### Action item
All of the data, except its images, should be set down exactly as it appears.

= = =

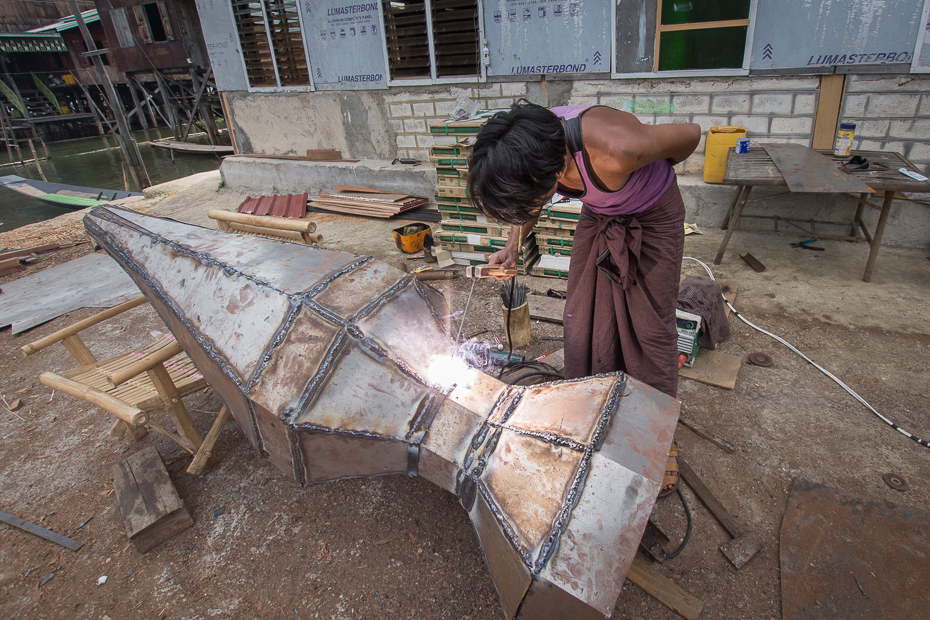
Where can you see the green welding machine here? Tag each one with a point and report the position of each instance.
(689, 327)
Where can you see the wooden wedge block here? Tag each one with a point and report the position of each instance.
(151, 507)
(544, 308)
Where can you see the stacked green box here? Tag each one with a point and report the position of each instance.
(554, 232)
(466, 232)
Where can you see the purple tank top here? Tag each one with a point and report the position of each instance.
(641, 191)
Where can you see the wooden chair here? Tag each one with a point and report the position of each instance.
(285, 229)
(133, 384)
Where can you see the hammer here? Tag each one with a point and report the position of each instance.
(743, 546)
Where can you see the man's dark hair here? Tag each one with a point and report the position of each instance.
(516, 161)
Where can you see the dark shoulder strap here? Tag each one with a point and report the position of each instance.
(572, 128)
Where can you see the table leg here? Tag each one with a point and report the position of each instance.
(726, 220)
(859, 208)
(876, 242)
(734, 221)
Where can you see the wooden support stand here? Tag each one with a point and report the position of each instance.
(151, 507)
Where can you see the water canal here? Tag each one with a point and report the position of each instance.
(91, 162)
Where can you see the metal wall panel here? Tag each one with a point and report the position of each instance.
(219, 33)
(636, 35)
(793, 34)
(345, 42)
(551, 37)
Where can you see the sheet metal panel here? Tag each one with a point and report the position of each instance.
(222, 40)
(327, 457)
(293, 362)
(227, 316)
(406, 328)
(365, 395)
(792, 34)
(446, 443)
(850, 557)
(806, 170)
(350, 293)
(529, 481)
(510, 575)
(636, 36)
(642, 430)
(345, 42)
(276, 440)
(548, 36)
(563, 410)
(599, 544)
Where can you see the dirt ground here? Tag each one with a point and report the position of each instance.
(398, 547)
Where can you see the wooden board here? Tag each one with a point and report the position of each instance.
(806, 170)
(152, 509)
(546, 308)
(664, 590)
(828, 110)
(714, 368)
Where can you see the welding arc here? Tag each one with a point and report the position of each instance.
(922, 442)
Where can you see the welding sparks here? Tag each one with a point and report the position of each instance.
(460, 368)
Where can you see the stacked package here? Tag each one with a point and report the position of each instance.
(554, 233)
(465, 232)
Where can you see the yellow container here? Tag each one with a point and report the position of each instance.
(719, 141)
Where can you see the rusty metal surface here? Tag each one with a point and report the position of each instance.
(336, 366)
(806, 170)
(639, 437)
(833, 543)
(756, 168)
(741, 549)
(528, 481)
(509, 572)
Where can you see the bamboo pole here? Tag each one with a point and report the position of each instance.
(35, 156)
(206, 448)
(125, 412)
(129, 149)
(145, 363)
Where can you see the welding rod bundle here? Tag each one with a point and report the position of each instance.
(516, 313)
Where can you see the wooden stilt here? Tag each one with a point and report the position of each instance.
(35, 156)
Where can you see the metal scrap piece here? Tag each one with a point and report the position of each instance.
(312, 352)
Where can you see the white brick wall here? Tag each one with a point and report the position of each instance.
(891, 112)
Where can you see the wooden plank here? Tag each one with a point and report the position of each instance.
(664, 590)
(152, 510)
(713, 504)
(806, 170)
(546, 308)
(41, 532)
(714, 368)
(828, 110)
(324, 155)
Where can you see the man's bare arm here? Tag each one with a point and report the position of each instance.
(507, 257)
(622, 144)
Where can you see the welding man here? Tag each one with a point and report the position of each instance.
(628, 245)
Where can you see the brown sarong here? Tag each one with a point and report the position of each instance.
(622, 293)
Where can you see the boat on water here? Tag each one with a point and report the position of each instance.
(61, 195)
(191, 147)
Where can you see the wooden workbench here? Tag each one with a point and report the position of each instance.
(756, 168)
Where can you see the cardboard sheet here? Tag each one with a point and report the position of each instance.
(714, 368)
(92, 281)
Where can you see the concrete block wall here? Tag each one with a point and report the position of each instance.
(771, 109)
(891, 113)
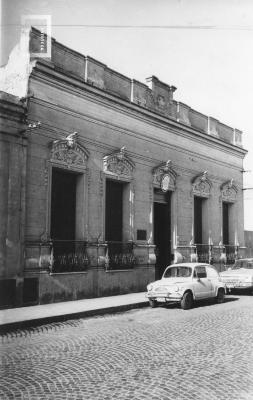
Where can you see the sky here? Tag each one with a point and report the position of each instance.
(203, 47)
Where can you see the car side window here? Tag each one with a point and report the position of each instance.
(212, 273)
(201, 271)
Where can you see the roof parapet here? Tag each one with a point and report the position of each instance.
(155, 96)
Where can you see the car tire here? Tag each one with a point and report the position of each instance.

= = =

### Expected answer
Where can you see the green welding machine here? Tag each one with a point and report the position of each instance.
(689, 327)
Where can you see the wooden wedge block here? Tag each one with a point and report the position of each instance.
(151, 507)
(544, 308)
Where can you see the stacked green box here? Tag each one with a point and report the position of each instance.
(554, 232)
(466, 232)
Where can you see the purple tank top here? Tag each one with a point and report the position of each instance.
(641, 191)
Where can you see the wooden chair here? Tag each one with a point and report the position of each instance.
(285, 229)
(133, 384)
Where can you see the hammer here? Tag each one with a point and report the position of each instance.
(743, 546)
Where can you see the man's dark hair here? Tag each one with a point and report the position of each instance.
(516, 161)
Where can you see the dark shoulder strap here? Tag each one with a point and report the position of each instance.
(572, 128)
Where can you see the table leg here? Tag each one with a point and report the position of each instance.
(726, 220)
(859, 208)
(876, 242)
(734, 221)
Where can you see the wooden support stand here? Tag each one with a point and report the position of each instance.
(151, 507)
Where can you see the water canal here? Tag each one with a point and report the position of each instance.
(91, 162)
Where can you see the metal wall panel here? Tag each one with a point and report the position of each instance.
(219, 33)
(636, 35)
(793, 34)
(345, 42)
(551, 37)
Where can you see the sheet metal panel here? Tag each one with a point and report the position of each instance.
(222, 40)
(327, 457)
(293, 362)
(227, 316)
(406, 328)
(365, 395)
(792, 34)
(446, 443)
(850, 557)
(806, 170)
(350, 293)
(529, 481)
(510, 575)
(636, 36)
(642, 430)
(345, 42)
(276, 440)
(548, 36)
(563, 410)
(599, 544)
Where can you see the dirt ground here? Tag each one with a point and report the position of each instance.
(398, 547)
Where can you see the wooden board here? Tag each one with a point and report the position of each instance.
(806, 170)
(152, 509)
(546, 308)
(664, 590)
(828, 110)
(714, 368)
Where can you see the welding arc here? Tag each one with a point and report the position of each instance.
(922, 442)
Where can you see the welding sparks here? Tag each one with a point and report the position of each instance.
(460, 368)
Where can you see the stacked package here? Tag each one with a point and report the position of each instance.
(554, 233)
(465, 232)
Where can you see the yellow container here? Tag each one with a point and report the position of each instance.
(719, 141)
Where can you see the rusty metal surface here? Tag each one with a point and report the position of each instance.
(336, 366)
(806, 170)
(639, 437)
(833, 543)
(756, 168)
(741, 549)
(528, 481)
(509, 572)
Where can you see the bamboo pole here? Tag each one with a point and report the position of each instance.
(35, 156)
(206, 448)
(125, 412)
(129, 149)
(145, 363)
Where can you see the welding rod bundle here? Tag each one with a point and report the position of each instance.
(516, 313)
Where can you see the wooden stilt here? Tag each one with a point and report the position of each instance.
(35, 156)
Where can you see the metal scrap piece here? Tag each one with a point and report the position of each instance.
(312, 352)
Where can you see the white brick wall here? Tag each one with a point and report the position of each instance.
(891, 112)
Where can you see the wooden plank here? Tag each one with a point and report the position of each instance.
(664, 590)
(152, 510)
(713, 504)
(806, 170)
(546, 308)
(41, 532)
(714, 368)
(828, 110)
(324, 155)
Where can you see the man's bare arm here? Tag each one with a point and report the position of each instance.
(507, 257)
(622, 144)
Where can you see the welding man here? Tag each one with a point and report the position of each instance.
(628, 245)
Where can you see the brown sarong here? Tag each one with a point and report the position of each instance.
(622, 293)
Where can you see the boat on water here? Tag each one with a point and report the position of each instance.
(61, 195)
(191, 147)
Where can you see the wooden workbench here? Tag each one with a point and report the position of each instance.
(756, 168)
Where can you see the cardboard sheet here? Tag each one with a point and report the position of each instance.
(714, 368)
(92, 281)
Where can you see the concrete block wall here? Tag each one with a point and report the position of each instance.
(771, 109)
(891, 113)
Where can you see the sky here? Tag each one with a point and report the position of each instance.
(203, 47)
Where can you see the car side window here? Tag each one with a point and report the position of each instance.
(212, 273)
(201, 271)
Where can you see the roof parapet here? Tag each one with a point and report the position of each instance.
(155, 96)
Where can you see the car tire here? Tag each one with a point and report the position of each instance.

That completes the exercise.